● PAGE TEXT:
** begin **

# Freshman 15/Workout Routines



## sweatpea559 (Mar 16, 2009)

Hi everyone!

I'm finishing up my freshman year of college and my weight has fluctuated a lot since I've been here. I blame it on the cafeteria food! I seriously go weeks at a time without eating any fruits or vegetables... which is awful! I didn't think I would gain weight here because my school is on a hill, and everywhere I walk is uphill or up about 200+ stairs... 
	

	
	
		
		

		
			





 But anyway, I did gain about 20 pounds, and lost about 8 so I'm still up 12. Since I can't really eat healthy here, and I'm too broke to go to the grocery store and buy food with ACTUAL money (I'm on a meal plan), I set up this new workout regimen:

Every single night I go out to the track. I usually work out for an hour but I might stay longer if I'm not tired or my roommate is being particularly annoying. First I walk around the track once, stretch, then run one mile, walk a lap, then run another mile, then just walk and run in intervals for the rest of the hour/until I feel like stopping/until I reach 5 miles. Then I usually do about 100 crunches, and sometimes I tackle a set of stairs (But not usually lol).

** end **

● RECORD EXCERPTS:
** begin **

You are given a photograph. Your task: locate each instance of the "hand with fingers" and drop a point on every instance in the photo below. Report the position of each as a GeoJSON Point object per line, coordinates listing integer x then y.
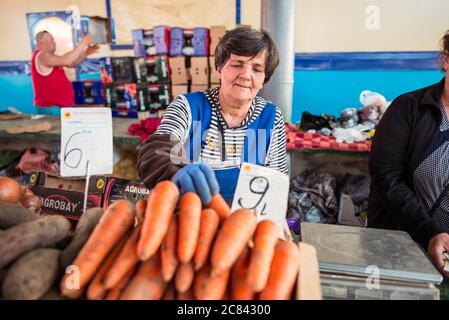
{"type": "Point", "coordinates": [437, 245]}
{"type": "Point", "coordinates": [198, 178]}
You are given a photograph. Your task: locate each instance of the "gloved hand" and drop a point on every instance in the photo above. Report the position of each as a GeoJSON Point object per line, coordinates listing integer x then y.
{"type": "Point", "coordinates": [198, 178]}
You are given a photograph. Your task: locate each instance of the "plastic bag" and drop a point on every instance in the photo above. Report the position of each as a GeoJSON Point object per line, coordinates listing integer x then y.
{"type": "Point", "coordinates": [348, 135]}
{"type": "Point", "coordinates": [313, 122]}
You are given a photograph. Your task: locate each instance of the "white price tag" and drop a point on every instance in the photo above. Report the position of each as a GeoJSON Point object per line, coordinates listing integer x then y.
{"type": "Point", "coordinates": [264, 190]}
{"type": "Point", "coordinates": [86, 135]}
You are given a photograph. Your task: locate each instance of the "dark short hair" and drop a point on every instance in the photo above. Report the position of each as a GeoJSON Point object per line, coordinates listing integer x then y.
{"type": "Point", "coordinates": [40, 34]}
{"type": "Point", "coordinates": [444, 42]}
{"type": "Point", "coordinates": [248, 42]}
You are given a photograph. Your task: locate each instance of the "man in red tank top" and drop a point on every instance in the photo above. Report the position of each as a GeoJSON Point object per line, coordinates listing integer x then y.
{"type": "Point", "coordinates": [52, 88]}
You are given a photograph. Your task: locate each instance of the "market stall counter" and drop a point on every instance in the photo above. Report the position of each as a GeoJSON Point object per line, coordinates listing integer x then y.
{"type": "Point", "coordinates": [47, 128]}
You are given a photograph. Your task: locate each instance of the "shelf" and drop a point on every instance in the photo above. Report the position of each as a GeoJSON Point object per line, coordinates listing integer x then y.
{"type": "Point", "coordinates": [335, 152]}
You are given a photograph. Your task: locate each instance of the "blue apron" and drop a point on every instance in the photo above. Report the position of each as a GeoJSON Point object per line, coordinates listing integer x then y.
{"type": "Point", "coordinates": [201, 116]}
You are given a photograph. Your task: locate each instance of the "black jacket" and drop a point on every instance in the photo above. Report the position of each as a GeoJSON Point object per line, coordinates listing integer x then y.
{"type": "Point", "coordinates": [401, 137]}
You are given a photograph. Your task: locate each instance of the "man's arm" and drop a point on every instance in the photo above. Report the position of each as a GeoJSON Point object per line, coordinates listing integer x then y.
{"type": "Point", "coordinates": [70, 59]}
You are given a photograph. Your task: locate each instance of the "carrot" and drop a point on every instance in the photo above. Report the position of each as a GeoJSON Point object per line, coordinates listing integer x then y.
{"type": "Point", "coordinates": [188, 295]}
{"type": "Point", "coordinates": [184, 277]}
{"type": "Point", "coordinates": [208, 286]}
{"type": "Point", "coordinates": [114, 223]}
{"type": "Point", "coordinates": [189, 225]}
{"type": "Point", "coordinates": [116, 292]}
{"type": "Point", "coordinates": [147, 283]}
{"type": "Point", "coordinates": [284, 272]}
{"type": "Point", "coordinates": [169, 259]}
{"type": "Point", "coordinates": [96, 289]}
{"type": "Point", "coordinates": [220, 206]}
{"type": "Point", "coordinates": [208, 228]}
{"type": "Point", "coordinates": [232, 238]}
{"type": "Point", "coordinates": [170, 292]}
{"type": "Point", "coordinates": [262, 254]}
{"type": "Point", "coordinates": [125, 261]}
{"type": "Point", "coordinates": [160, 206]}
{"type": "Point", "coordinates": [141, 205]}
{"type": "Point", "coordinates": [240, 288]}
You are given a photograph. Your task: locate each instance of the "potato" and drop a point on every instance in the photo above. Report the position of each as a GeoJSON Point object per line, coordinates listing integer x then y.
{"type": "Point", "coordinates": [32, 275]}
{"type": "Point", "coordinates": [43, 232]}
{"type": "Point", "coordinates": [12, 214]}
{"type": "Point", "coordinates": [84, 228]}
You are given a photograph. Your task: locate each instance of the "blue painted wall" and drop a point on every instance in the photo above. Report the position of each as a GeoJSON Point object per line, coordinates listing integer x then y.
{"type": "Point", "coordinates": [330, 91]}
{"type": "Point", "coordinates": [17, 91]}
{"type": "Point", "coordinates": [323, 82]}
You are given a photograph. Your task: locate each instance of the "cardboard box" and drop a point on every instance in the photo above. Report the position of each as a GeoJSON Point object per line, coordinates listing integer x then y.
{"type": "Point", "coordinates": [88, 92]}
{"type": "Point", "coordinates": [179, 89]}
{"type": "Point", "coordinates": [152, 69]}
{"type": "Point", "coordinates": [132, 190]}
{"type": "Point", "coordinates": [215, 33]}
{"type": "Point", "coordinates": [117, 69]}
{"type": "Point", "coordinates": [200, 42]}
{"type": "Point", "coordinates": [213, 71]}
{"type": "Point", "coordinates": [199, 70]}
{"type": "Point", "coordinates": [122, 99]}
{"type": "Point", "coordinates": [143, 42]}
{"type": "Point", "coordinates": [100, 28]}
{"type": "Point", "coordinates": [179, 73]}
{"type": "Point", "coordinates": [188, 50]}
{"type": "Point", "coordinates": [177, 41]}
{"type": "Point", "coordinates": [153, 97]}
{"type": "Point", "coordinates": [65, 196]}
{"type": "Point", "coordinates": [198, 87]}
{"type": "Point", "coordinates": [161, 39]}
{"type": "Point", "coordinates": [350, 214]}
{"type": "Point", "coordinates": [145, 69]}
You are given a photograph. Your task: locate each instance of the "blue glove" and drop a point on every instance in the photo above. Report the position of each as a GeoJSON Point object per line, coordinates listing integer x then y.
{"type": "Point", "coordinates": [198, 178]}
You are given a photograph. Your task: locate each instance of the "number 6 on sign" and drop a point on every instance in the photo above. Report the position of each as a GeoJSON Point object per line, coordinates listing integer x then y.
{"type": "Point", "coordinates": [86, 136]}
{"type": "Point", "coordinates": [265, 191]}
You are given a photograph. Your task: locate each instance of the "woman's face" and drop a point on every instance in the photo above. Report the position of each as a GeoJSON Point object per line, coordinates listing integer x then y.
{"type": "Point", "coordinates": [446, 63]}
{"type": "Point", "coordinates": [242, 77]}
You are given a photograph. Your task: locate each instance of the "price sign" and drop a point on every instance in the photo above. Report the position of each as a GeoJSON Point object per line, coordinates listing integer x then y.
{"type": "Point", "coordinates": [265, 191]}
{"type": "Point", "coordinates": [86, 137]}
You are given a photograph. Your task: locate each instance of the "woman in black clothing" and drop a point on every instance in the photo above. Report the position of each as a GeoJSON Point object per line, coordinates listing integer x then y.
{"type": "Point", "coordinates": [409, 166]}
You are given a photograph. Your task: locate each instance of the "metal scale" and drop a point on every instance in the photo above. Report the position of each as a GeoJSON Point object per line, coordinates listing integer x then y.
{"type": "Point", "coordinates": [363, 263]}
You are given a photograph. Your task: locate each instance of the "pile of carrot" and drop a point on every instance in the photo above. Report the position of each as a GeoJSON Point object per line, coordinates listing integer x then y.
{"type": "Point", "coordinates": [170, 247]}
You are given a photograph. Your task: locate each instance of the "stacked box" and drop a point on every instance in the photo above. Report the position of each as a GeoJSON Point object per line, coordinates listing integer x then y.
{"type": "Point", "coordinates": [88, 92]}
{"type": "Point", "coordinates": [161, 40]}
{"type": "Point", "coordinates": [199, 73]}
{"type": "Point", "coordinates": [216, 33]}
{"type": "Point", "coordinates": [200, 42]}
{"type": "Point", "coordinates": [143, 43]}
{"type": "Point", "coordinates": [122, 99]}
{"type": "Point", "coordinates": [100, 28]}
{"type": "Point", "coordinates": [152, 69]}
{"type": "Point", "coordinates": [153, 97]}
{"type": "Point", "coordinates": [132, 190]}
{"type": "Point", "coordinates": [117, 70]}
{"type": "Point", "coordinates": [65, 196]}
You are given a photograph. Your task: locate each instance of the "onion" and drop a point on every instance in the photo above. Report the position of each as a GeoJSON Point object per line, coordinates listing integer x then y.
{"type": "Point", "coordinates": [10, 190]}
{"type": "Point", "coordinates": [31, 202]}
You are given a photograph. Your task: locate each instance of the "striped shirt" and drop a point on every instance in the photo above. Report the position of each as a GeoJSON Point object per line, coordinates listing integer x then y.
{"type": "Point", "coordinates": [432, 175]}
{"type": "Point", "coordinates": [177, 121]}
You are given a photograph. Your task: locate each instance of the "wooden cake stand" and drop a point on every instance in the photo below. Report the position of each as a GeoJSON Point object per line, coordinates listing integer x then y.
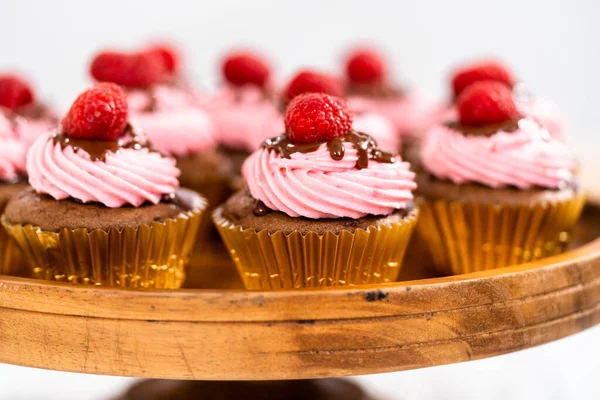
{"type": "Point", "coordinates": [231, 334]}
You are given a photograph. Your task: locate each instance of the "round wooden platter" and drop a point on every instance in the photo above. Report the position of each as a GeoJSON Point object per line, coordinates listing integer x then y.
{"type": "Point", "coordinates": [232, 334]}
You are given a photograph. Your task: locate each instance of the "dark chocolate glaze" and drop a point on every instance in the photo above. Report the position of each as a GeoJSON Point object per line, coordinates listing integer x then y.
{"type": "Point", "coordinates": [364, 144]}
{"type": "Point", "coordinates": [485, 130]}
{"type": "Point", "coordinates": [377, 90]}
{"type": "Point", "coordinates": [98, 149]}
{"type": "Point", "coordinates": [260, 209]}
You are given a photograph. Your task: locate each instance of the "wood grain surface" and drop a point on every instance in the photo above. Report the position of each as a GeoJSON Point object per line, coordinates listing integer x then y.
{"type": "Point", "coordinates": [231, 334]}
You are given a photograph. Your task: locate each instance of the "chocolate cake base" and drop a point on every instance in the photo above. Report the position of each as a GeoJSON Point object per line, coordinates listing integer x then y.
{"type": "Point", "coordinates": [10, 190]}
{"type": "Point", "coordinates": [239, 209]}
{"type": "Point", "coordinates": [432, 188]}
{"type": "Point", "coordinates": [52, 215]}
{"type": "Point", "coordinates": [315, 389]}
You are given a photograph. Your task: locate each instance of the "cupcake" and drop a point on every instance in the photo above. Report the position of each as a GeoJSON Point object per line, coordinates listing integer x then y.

** end **

According to the forum post, how many pounds is the writer still up after gaining and then losing some weight? Draw only on the forum post to answer.

12 pounds.